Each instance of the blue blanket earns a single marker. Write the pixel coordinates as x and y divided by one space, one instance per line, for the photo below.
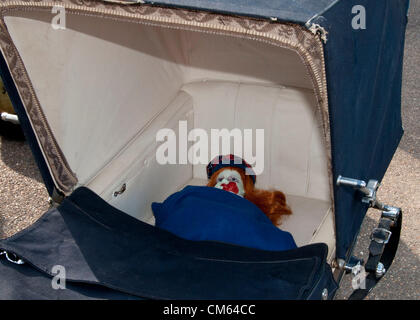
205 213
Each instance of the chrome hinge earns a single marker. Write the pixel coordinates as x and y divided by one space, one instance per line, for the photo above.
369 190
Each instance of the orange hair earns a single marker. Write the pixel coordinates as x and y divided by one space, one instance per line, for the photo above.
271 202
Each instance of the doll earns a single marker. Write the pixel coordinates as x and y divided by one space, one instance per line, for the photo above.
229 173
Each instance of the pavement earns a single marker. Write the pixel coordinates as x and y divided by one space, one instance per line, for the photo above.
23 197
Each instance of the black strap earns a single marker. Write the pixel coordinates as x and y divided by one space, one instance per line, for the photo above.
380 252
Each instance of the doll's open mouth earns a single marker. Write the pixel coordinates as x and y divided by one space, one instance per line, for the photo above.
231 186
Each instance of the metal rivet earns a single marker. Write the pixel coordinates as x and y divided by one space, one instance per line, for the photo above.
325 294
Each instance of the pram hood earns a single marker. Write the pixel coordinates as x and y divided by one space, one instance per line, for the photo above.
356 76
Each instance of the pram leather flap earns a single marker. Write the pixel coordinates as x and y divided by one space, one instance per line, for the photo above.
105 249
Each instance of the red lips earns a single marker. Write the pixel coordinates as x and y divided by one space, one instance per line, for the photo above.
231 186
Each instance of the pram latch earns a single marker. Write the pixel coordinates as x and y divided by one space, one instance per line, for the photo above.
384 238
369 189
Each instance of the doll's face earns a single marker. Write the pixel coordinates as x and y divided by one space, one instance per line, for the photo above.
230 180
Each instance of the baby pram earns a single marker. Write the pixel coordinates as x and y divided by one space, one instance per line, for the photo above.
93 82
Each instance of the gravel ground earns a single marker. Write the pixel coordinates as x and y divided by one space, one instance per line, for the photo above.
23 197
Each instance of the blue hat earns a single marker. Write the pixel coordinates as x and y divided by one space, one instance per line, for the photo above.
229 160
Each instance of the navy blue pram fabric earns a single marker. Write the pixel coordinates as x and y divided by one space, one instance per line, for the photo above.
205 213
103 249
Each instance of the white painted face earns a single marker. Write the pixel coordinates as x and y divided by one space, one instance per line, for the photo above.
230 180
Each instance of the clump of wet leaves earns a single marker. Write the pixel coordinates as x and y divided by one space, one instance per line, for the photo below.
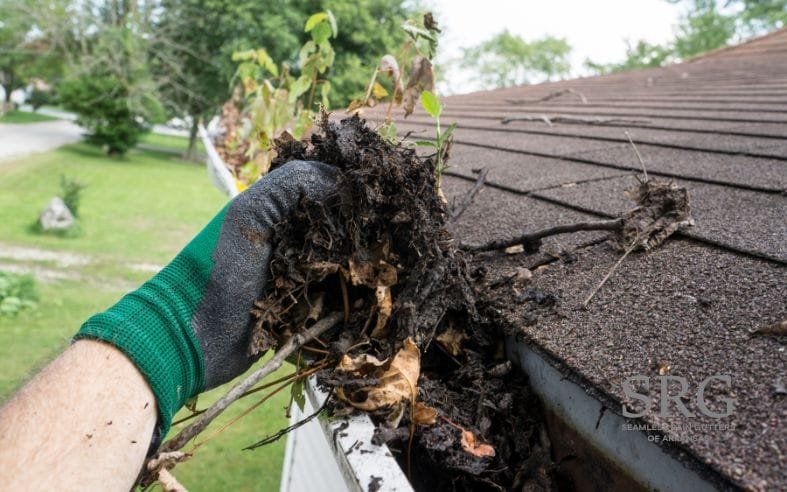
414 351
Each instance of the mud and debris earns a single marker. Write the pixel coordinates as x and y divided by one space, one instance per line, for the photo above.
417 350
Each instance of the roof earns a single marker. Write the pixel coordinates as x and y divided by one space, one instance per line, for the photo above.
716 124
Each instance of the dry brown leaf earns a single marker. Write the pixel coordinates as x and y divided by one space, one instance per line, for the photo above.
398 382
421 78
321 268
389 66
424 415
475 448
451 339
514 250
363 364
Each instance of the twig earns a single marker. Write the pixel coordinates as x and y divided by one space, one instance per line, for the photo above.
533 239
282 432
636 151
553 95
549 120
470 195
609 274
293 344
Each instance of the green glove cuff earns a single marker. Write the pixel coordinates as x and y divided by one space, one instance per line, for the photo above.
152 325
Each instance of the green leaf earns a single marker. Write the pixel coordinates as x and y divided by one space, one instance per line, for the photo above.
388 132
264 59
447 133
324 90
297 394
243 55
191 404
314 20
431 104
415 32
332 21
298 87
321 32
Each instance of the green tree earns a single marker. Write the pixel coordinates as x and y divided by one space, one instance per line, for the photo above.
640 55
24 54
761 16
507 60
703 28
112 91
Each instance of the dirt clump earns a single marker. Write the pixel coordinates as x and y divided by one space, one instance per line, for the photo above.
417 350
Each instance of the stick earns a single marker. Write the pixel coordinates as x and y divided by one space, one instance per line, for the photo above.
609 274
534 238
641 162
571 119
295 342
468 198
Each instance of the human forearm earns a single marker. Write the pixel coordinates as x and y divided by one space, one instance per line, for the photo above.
+++
▸ Short exercise:
Rewrite all of the entries above as a Markdown table with the columns "No." and "Text," placing each line in its own numbered row and skipping blank lines. Leave the pictures out of the table.

▸ Task response:
| No. | Text |
|---|---|
| 1 | Each instance of the blue blanket earns a single marker. Write the pixel coordinates as x and y divided by one space, one instance per line, for the photo below. |
| 2 | 205 213 |
| 3 | Each instance of the chrome hinge earns a single marker. Write the pixel coordinates as x and y divided by one space, one instance per line, for the photo above. |
| 4 | 369 190 |
| 5 | Each instance of the orange hair earns a single marker. Write the pixel coordinates as x and y divided by one space, one instance per line, for the photo above. |
| 6 | 271 202 |
| 7 | Each instance of the doll earns a single marker. Write the pixel coordinates as x and y divided by one space, one instance per line, for the photo above. |
| 8 | 229 173 |
| 9 | Each instance of the pavement earns a single marker. Write the pixel coordinates as x and y divided by one space, one instance per line, for the photo above. |
| 10 | 23 197 |
| 11 | Each instance of the black strap earns a single marker. Write the pixel coordinates as x and y divided by one space, one instance per line, for the photo above. |
| 12 | 380 252 |
| 13 | Each instance of the doll's open mouth earns a single marker. Write the pixel coordinates as x and y divided by one space, one instance per line, for the photo above. |
| 14 | 231 186 |
| 15 | Each instance of the metal rivet earns a single marker. Write the pixel coordinates as x and y divided by one space, one instance per line, for the photo above. |
| 16 | 325 294 |
| 17 | Each instance of the pram hood earns a single marker. Write the pixel coordinates as x and y divided by one space, one instance per line, for the photo above. |
| 18 | 356 76 |
| 19 | Each instance of the pram leather flap earns a single marker. Write the pixel coordinates as x and y divided by one space, one instance per line, for the photo above. |
| 20 | 105 249 |
| 21 | Each instance of the red lips earns a single marker. Write the pixel coordinates as x and y divided by one space, one instance per line, for the photo above. |
| 22 | 231 186 |
| 23 | Each instance of the pram latch earns a single marker. Write the pixel coordinates as x and y divided by one space, one instance per line, for the photo above. |
| 24 | 384 238 |
| 25 | 369 189 |
| 26 | Each instance of the doll's face earns a single marker. Write the pixel coordinates as x and y divided by one space, one instance per line, for the photo above. |
| 27 | 230 180 |
| 28 | Each instance of the baby pram earns a single marker. Write the pixel coordinates as x and y divided by one space, one instance per line, for the photo above. |
| 29 | 93 82 |
| 30 | Each instance of the gravel ground earns a single marker. Write the pixel coordinates as x and y divided by one space, one instance per line, for the photo above. |
| 31 | 23 197 |
| 32 | Each instance of the blue hat earns a single marker. Write the pixel coordinates as x and y divided by one space, one instance per line, for the photo above. |
| 33 | 229 160 |
| 34 | Each instance of the navy blue pram fabric earns a single marker. Write the pixel coordinates as x and y divided by one space, one instance per line, for the photo above. |
| 35 | 205 213 |
| 36 | 103 249 |
| 37 | Each instance of the white painted face earns a single marker. Write the pixel coordinates as x and y divided by one space, one instance per line, for the photo above. |
| 38 | 230 180 |
| 39 | Each instance of the clump of wet leaves earns a single marker. Write the pixel coordinates as x and y divided by one space, one instance per line, for the photo below. |
| 40 | 414 351 |
| 41 | Each instance of the mud and debris earns a single marker. Write the pixel coordinates as x and y divided by one space, one instance per line, for the photo above. |
| 42 | 417 350 |
| 43 | Each instance of the roof earns a single marker. Write the pixel coordinates as x and y divided by one space, one instance per line, for the photo above. |
| 44 | 716 124 |
| 45 | Each instance of the dry brown leaf earns a single marker. Write the pixel coordinates as x and y divided by one space, one instance per line, for the photo above. |
| 46 | 398 382 |
| 47 | 421 78 |
| 48 | 321 268 |
| 49 | 389 66 |
| 50 | 424 415 |
| 51 | 475 448 |
| 52 | 451 339 |
| 53 | 514 250 |
| 54 | 363 364 |
| 55 | Each instance of the twig earns a single marker. Write the pixel coordinates as x and y divided by one space, one instance per line, for the photo above. |
| 56 | 533 239 |
| 57 | 282 432 |
| 58 | 636 151 |
| 59 | 553 95 |
| 60 | 549 120 |
| 61 | 470 195 |
| 62 | 609 274 |
| 63 | 293 344 |
| 64 | Each instance of the green glove cuff earns a single marker. Write the pixel coordinates as x and y divided by one space, one instance per line, for the photo above. |
| 65 | 152 325 |
| 66 | Each instance of the green leaf earns a single marker. Write the pixel coordinates as x and y divided by one space, one instance per line, for the photo above. |
| 67 | 388 132 |
| 68 | 264 59 |
| 69 | 447 133 |
| 70 | 324 90 |
| 71 | 297 394 |
| 72 | 243 55 |
| 73 | 191 404 |
| 74 | 314 20 |
| 75 | 431 104 |
| 76 | 415 32 |
| 77 | 332 21 |
| 78 | 298 87 |
| 79 | 321 32 |
| 80 | Each instance of the green tree earns a single marker. Write the pixel coordinates as x and y divided by one space, one instance per line, for the photo above. |
| 81 | 640 55 |
| 82 | 24 54 |
| 83 | 761 16 |
| 84 | 507 60 |
| 85 | 703 28 |
| 86 | 112 91 |
| 87 | Each instance of the dirt clump earns a single marker. Write the pixel coordinates as x and y divided by one space, one instance per line, for the photo above. |
| 88 | 417 350 |
| 89 | Each instance of the stick earns a single marker. Write the pixel coordinates as x and y divided by one space, one instance per line, for the photo above. |
| 90 | 609 274 |
| 91 | 534 238 |
| 92 | 641 162 |
| 93 | 571 119 |
| 94 | 295 342 |
| 95 | 468 198 |
| 96 | Each instance of the human forearm earns a single marker. Write the pixel coordinates as x and y divided by one space, one instance per line, for the photo above. |